-------- TEXTO DE LECTURA --------

En ARTÍCULOS

“Entonces Jesús fue llevado por el Espíritu al desierto.”—Mt. 4:1
La representación de que la naturaleza humana de Cristo recibió influencias e impulsos que estimularon y dieron cualidades directamente de Su naturaleza divina, aunque es incorrecta, contiene algo de verdad.

A menudo distinguimos entre nuestro ego y nuestra naturaleza. Decimos: “Mi naturaleza está contra mí,” o “Mi naturaleza está a mi favor”; de ahí se desprende que nuestra persona activa y anima nuestra naturaleza. Aplicando esto a la Persona del Mediador, se debe distinguir entre Su naturaleza humana y Su Persona. Esta última ha existido desde la eternidad; la primera, fue adoptada en el tiempo. Y puesto que en el Hijo, la Persona divina y la naturaleza divina son casi una, se debe reconocer que la Divinidad de Nuestro Señor controló directamente Su naturaleza humana. Este es el significado de la confesión de los hijos de Dios, respecto de que Su Divinidad dio apoyo a Su naturaleza humana. Sin embargo, es erróneo suponer que la Persona divina alcanzó en Su naturaleza humana lo que en nosotros es realizado por el Espíritu Santo. Esto pondría en peligro Su humanidad real y verdadera. Las Escrituras lo niegan absolutamente.

-------- LISTADO DE DATOS --------

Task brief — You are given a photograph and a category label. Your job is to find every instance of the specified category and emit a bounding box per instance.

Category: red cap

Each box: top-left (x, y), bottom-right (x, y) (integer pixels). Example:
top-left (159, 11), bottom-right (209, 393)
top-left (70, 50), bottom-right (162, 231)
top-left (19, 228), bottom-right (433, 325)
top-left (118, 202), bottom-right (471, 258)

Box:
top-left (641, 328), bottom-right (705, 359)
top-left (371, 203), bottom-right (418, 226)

--------

TAREA PEDIDA 1:
Según el texto sobre la naturaleza humana de Cristo, ¿desde cuándo ha existido la Persona del Mediador?
TAREA PEDIDA 2:
Enumera todos los nombres y títulos con que el texto sobre la naturaleza humana de Cristo se refiere a él.
TAREA PEDIDA 3:
Por favor, prosigue el texto sobre la naturaleza humana de Cristo a partir de su última oración.

RESPUESTA DEL EJERCICIO 1:
Desde la eternidad.

RESPUESTA DEL EJERCICIO 2:
Jesús, Cristo, el Mediador, el Hijo, Nuestro Señor.

RESPUESTA DEL EJERCICIO 3:
En segundo lugar: La obra del Espíritu Santo en la consagración de Jesús a Su oficio. Esto debería observarse cuidadosamente, en especial porque la Iglesia nunca ha confesado con suficiente fuerza la influencia que el Espíritu Santo ejerce sobre la obra de Cristo. La impresión general es que la obra del Espíritu Santo se inicia sólo una vez que ha terminado la obra del Mediador en la tierra, como si antes de ese momento hubiera estado celebrando Su día de descanso divino. Sin embargo, las Escrituras nos enseñan una y otra vez que Cristo realizó Su obra mediadora controlada e impulsada por el Espíritu Santo. Ahora consideraremos esta influencia en relación a Su consagración a Su oficio.

Cristo ya había dado testimonio de este rescate por medio del espíritu de los profetas, a través de la boca de Isaías: “El Espíritu de Jehová el Señor está sobre mí, porque me ungió Jehová; me ha enviado a predicar buenas nuevas a los abatidos.” Pero el gran hecho del cual uno no puede enterarse a través de la profecía es el del descenso del Espíritu Santo en el Jordán. Isaías, seguramente, se refería en parte a este evento; pero principalmente, a la unción en el consejero de paz. Sin embargo, cuando Jesús emergió del Jordán y el Espíritu Santo descendió sobre Él como paloma, se oyó una voz del cielo diciendo, “Este es mi Hijo amado,” sólo entonces la unción se volvió real.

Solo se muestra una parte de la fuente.